(Dataset excerpts on object pointing)
* start *
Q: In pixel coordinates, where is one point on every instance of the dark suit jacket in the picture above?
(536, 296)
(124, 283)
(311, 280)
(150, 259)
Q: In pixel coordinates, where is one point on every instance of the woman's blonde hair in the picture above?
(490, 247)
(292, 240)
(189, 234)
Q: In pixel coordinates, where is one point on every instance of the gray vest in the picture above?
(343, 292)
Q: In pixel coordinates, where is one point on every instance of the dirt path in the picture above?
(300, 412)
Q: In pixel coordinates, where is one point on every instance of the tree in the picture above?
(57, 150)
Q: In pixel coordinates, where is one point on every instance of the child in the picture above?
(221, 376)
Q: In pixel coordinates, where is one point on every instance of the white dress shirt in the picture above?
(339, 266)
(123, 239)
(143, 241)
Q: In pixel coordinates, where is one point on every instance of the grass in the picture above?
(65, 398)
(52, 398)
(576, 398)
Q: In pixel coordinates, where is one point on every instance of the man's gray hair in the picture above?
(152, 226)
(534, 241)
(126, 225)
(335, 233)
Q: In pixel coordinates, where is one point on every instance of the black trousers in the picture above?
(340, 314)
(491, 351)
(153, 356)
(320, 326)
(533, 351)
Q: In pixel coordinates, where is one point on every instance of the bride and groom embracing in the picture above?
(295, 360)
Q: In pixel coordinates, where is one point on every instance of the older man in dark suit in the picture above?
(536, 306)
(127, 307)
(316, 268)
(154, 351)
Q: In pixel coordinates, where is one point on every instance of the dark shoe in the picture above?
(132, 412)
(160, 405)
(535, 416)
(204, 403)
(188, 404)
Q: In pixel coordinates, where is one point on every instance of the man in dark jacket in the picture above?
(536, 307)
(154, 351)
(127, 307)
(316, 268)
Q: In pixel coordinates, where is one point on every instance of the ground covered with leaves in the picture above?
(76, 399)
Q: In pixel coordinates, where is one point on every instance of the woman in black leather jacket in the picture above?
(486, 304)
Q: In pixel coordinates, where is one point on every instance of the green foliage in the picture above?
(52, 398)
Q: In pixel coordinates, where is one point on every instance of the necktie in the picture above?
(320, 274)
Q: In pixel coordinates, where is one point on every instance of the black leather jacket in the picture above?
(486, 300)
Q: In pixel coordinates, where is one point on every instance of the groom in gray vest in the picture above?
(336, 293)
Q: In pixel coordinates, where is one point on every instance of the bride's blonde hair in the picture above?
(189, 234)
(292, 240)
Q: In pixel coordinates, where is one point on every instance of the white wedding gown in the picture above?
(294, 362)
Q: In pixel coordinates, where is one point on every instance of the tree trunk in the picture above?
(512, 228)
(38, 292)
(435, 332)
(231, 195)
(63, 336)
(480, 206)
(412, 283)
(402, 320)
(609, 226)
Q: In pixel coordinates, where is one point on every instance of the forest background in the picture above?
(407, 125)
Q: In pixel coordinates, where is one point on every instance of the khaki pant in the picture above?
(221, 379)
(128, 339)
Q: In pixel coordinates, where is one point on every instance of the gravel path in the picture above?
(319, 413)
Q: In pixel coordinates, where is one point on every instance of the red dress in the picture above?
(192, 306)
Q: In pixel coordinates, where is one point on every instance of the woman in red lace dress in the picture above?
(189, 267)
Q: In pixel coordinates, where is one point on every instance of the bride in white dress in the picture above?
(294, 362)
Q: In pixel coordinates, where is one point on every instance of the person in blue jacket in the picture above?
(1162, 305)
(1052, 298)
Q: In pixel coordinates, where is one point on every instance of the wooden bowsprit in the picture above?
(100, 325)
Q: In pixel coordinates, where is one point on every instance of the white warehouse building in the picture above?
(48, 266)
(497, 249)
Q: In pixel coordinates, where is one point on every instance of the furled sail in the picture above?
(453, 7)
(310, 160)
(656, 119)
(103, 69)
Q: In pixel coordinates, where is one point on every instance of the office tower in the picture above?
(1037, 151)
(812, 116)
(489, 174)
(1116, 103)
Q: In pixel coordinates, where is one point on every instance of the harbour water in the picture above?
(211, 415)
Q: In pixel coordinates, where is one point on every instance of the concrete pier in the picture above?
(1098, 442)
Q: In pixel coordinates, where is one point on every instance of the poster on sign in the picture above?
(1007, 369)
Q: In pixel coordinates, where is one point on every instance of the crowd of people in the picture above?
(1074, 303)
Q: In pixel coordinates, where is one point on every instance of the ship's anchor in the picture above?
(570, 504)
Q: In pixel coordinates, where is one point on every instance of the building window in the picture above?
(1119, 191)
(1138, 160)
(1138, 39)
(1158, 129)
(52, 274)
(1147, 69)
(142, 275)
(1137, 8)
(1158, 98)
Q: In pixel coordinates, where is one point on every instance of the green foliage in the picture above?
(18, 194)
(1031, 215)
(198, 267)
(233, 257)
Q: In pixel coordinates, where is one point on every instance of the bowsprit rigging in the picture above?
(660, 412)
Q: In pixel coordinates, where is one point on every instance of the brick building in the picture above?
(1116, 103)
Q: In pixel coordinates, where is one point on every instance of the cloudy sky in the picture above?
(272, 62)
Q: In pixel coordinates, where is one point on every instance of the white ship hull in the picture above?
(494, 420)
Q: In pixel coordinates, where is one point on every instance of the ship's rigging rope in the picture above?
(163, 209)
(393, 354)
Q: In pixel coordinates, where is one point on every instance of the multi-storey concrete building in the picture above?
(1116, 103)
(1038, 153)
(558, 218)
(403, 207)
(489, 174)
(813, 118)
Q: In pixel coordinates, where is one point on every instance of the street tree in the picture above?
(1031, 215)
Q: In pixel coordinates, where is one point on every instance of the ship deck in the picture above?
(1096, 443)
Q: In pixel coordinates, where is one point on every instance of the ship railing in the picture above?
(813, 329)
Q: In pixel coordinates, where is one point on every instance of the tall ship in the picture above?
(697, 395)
* end *
→ **SHORT EXERCISE**: Each line of the listing above should be output exactly.

→ **COMPLETED TASK**:
Q: In pixel coordinates, where is one point on every instance of the dark suit jacket in the picture above?
(536, 296)
(124, 283)
(311, 280)
(150, 259)
Q: In pixel coordinates, where is one point on every instance of the woman's blonde hair in the picture above?
(490, 247)
(292, 240)
(189, 234)
Q: In pixel coordinates, where is one point on every instance of the gray vest in the picture above?
(343, 292)
Q: In pixel coordinates, where is one point on every instance of the dirt path in the picture above?
(300, 412)
Q: In pixel coordinates, where is one point on every instance of the tree in the picture above?
(57, 150)
Q: In pixel coordinates, where is one point on every instance of the child in the picture above?
(221, 376)
Q: In pixel coordinates, where is one point on every instance of the white dress shirt in the picture above?
(339, 266)
(123, 239)
(143, 241)
Q: In pixel coordinates, where is one point on every instance of the grass in the picture above?
(65, 398)
(52, 398)
(576, 398)
Q: In pixel coordinates, where is one point on every instance of the man's gray hair in the picture above?
(152, 226)
(534, 241)
(126, 225)
(335, 233)
Q: In pixel coordinates, where is one point on every instance of the black trousers in the picture above?
(340, 314)
(491, 351)
(153, 356)
(320, 326)
(533, 351)
Q: In pixel coordinates, where is one point on every instance of the bride and groom embracing in the picture above?
(295, 360)
Q: In pixel coordinates, where is one point on every instance of the older man in dark suit in the picture above?
(536, 306)
(127, 307)
(316, 268)
(154, 351)
Q: In pixel coordinates, where is one point on every instance of the dark shoe in the picture above?
(132, 412)
(160, 405)
(535, 416)
(204, 403)
(188, 404)
Q: In pixel coordinates, where is one point on every instance of the man in dark jacket in the picture above?
(536, 307)
(154, 351)
(127, 307)
(316, 268)
Q: In pixel coordinates, where is one point on every instance of the ground covered with leaves in the picture above?
(76, 399)
Q: In pixel coordinates, where is one point on every instance of the woman in black leather jacket in the picture above?
(486, 304)
Q: In pixel coordinates, where is one point on every instance of the green foliage in the picture above?
(52, 398)
Q: In pixel coordinates, where is one point on every instance of the necktie in the picture above?
(320, 274)
Q: In pixel coordinates, where is one point on every instance of the black leather jacket in the picture above?
(486, 300)
Q: In pixel coordinates, where is one point on every instance of the groom in gray vest in the picture above?
(336, 293)
Q: In pixel coordinates, where is one point on every instance of the bride's blonde hair in the picture above?
(189, 234)
(292, 240)
Q: In pixel coordinates, where is one point on every instance of the white wedding gown in the picture above?
(294, 362)
Q: In pixel coordinates, where is one point on every instance of the tree trunk in the picture above?
(512, 228)
(38, 292)
(435, 332)
(231, 195)
(63, 336)
(480, 206)
(412, 283)
(402, 320)
(609, 226)
Q: In pixel coordinates, where is one point on every instance of the forest background in the picture above?
(407, 125)
Q: In pixel coordinates, where is one point on every instance of the khaki pant in the picture above?
(221, 379)
(128, 339)
Q: In pixel coordinates, where is one point on every instance of the gravel path in the picture above?
(319, 413)
Q: In pixel coordinates, where is one point on every instance of the red dress in the picture above?
(192, 306)
Q: In pixel coordinates, where is one point on every instance of the woman in red lace dress in the picture above?
(189, 267)
Q: In pixel coordinates, where is one point on every instance of the bride in white dress in the picture above?
(294, 362)
Q: In pixel coordinates, where is one point on every instance of the person in blue jacket in the picture above?
(1162, 305)
(1052, 298)
Q: In pixel coordinates, where is one point on every instance of the wooden bowsprit in the picture above?
(100, 325)
Q: In pixel coordinates, where is one point on every instance of the white warehouse building in the picture above?
(48, 266)
(497, 249)
Q: In pixel coordinates, where is one point on every instance of the furled sail in the picture above?
(453, 7)
(310, 160)
(656, 119)
(103, 69)
Q: In pixel coordinates, where is one point on every instance of the office tower in the picture above?
(1037, 151)
(812, 116)
(489, 174)
(1116, 103)
Q: In pixel coordinates, where is one point on every instance of the harbour water in the picture above?
(211, 415)
Q: In pixel coordinates, where is one point on every instance of the concrete pier in the picture above?
(1098, 442)
Q: In pixel coordinates, where is one point on every instance of the poster on sign in the picture above?
(1007, 369)
Q: In pixel coordinates, where is one point on every instance of the crowd of people in the picture above?
(1074, 303)
Q: In pixel coordinates, where is one point on every instance of the ship's anchor in the picture above?
(570, 504)
Q: In pixel coordinates, where is one point on every instance of the building window in the picture above?
(1119, 191)
(1138, 160)
(1138, 39)
(1158, 129)
(52, 274)
(1147, 69)
(142, 275)
(1137, 8)
(1158, 98)
Q: In pixel coordinates, where is one point on every instance of the green foliage in the picture above?
(18, 194)
(1031, 215)
(198, 267)
(233, 257)
Q: In pixel coordinates, where is one point on every instance of the bowsprit rigging in the picture above?
(660, 412)
Q: In pixel coordinates, where is one point on every instance of the brick building in the picture above?
(1116, 103)
Q: In pixel coordinates, where is one point on every instance of the cloudy sky in the picture above?
(272, 62)
Q: In pixel coordinates, where is one point on every instance of the white ship hull in the picture above?
(494, 420)
Q: In pixel coordinates, where is one point on every instance of the ship's rigging rope in the picture above?
(163, 209)
(393, 354)
Q: In pixel coordinates, where is one point on every instance of the multi-storey concrete building in the picture above?
(1116, 103)
(1038, 153)
(558, 218)
(403, 207)
(489, 174)
(813, 118)
Q: In pixel coordinates, where is one point on every instance of the street tree in the picture above?
(1031, 215)
Q: In pixel coordinates, where is one point on every instance of the ship deck in the picture above?
(1096, 443)
Q: In pixel coordinates, where is one point on every instance of the ship railing in the picture above?
(813, 329)
Q: In pixel coordinates, where is one point on every instance of the tall ship in the picture above?
(697, 395)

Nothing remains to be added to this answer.